▶ **Records from a dataset**:
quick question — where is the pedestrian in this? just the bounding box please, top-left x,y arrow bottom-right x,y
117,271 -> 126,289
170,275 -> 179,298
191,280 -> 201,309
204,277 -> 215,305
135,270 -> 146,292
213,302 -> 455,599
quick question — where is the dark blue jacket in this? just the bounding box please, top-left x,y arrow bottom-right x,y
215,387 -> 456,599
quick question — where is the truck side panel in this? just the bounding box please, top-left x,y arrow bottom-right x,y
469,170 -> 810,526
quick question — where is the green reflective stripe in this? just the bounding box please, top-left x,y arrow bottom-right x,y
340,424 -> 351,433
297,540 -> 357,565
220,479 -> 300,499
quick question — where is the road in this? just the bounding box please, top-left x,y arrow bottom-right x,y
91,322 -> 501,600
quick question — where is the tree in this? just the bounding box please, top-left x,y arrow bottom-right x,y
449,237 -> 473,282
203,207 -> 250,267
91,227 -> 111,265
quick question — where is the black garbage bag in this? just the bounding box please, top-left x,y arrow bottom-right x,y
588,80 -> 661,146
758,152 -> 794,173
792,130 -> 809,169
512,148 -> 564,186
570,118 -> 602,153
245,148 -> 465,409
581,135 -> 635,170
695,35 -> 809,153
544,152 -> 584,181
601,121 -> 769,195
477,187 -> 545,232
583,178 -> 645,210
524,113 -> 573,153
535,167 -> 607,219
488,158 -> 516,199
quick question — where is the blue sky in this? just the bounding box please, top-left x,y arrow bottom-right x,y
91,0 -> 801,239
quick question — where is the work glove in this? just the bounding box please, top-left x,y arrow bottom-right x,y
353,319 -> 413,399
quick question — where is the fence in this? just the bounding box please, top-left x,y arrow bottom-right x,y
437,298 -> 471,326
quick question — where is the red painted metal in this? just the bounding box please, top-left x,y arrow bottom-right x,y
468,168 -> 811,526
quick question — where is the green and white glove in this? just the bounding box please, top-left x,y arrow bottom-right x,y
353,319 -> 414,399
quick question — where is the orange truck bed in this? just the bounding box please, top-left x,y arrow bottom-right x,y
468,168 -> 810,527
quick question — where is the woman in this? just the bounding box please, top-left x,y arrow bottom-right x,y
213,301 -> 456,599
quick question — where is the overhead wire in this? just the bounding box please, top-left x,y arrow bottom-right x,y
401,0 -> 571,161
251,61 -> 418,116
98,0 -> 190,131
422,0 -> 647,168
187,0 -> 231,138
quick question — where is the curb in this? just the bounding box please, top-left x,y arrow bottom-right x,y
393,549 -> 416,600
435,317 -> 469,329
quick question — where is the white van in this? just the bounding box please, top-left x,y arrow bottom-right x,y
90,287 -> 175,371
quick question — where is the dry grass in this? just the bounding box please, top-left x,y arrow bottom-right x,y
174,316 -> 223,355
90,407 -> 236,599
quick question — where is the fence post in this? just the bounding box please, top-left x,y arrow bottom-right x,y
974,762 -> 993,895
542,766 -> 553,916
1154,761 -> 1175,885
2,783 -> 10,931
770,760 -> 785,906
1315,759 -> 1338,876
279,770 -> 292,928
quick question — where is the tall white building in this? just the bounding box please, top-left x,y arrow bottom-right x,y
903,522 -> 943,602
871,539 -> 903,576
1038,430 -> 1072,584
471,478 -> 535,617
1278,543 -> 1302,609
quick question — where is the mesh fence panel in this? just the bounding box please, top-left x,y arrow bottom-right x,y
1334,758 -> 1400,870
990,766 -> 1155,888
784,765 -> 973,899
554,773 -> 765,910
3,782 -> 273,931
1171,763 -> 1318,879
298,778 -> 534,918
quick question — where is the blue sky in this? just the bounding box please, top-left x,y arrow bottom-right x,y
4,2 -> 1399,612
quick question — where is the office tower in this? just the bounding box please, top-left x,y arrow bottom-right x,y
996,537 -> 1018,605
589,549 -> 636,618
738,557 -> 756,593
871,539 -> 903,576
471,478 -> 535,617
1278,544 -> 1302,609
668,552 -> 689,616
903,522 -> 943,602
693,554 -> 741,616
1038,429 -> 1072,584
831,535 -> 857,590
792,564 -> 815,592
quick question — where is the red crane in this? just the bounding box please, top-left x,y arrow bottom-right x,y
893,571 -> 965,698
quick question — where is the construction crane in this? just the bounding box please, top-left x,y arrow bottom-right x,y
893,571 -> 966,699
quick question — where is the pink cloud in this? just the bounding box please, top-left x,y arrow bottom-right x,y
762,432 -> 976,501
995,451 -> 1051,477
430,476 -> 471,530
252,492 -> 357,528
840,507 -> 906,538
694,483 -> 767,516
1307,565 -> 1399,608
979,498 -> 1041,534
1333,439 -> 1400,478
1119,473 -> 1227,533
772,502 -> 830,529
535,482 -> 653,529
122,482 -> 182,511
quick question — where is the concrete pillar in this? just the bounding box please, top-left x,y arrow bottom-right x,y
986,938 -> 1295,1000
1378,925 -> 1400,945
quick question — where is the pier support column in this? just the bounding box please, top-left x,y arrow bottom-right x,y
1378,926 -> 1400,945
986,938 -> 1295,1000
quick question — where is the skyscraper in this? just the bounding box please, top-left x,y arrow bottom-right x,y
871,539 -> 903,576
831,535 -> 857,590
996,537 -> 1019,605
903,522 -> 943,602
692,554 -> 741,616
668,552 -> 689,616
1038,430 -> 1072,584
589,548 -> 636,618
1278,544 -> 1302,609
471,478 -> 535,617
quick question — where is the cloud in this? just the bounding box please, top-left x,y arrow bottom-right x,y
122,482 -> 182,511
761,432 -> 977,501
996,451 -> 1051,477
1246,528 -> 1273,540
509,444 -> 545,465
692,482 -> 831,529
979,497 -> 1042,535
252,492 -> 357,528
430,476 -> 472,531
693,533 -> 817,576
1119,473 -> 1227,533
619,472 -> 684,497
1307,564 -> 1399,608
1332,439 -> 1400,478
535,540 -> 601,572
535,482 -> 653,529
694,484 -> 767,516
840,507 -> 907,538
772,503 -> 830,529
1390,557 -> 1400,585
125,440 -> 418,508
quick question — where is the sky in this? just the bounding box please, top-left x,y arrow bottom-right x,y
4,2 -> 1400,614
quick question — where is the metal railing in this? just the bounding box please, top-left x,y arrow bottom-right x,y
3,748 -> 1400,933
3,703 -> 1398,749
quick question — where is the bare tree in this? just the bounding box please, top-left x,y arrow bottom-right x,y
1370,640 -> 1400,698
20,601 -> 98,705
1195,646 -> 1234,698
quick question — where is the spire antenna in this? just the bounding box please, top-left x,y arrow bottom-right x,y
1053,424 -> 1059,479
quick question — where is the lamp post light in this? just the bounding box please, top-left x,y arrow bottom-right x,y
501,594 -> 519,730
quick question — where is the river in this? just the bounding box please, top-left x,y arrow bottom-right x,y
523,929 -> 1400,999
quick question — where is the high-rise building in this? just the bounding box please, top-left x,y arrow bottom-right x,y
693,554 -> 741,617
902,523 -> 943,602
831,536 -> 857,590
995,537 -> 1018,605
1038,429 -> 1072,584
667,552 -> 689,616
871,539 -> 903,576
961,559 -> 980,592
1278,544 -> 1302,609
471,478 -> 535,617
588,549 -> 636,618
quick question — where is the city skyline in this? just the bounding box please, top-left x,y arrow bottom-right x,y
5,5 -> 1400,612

▶ **WHAT THIS TASK INVOLVES**: Your reply should be nothing but the lines from the one containing "quick question — where is the spire" through the last line above, copied exactly; please include both ends.

▶ **YOUR RESPONSE**:
quick question — where is the spire antenna in this? just the bounding box please, top-left x,y arrow bottom-right x,y
1053,424 -> 1059,479
quick question — where is the lamp post light in this? just the bounding box please, top-left x,y arrow bottom-right x,y
501,594 -> 519,730
quick question — where is the river in this? just the bounding box please, top-left x,y arrow bottom-right x,y
523,929 -> 1400,999
quick question — where is the high-rise building in this? just the bounding box please, top-left x,y arrow bottom-right x,y
693,554 -> 741,617
902,523 -> 943,602
831,536 -> 857,590
995,537 -> 1018,605
1038,429 -> 1072,584
667,552 -> 689,616
871,539 -> 903,576
961,559 -> 980,592
1278,544 -> 1302,609
471,478 -> 535,617
588,549 -> 636,618
quick question — where is the city skyline in this? just the bounding box please, top-left x,y arrow bottom-right x,y
5,5 -> 1400,612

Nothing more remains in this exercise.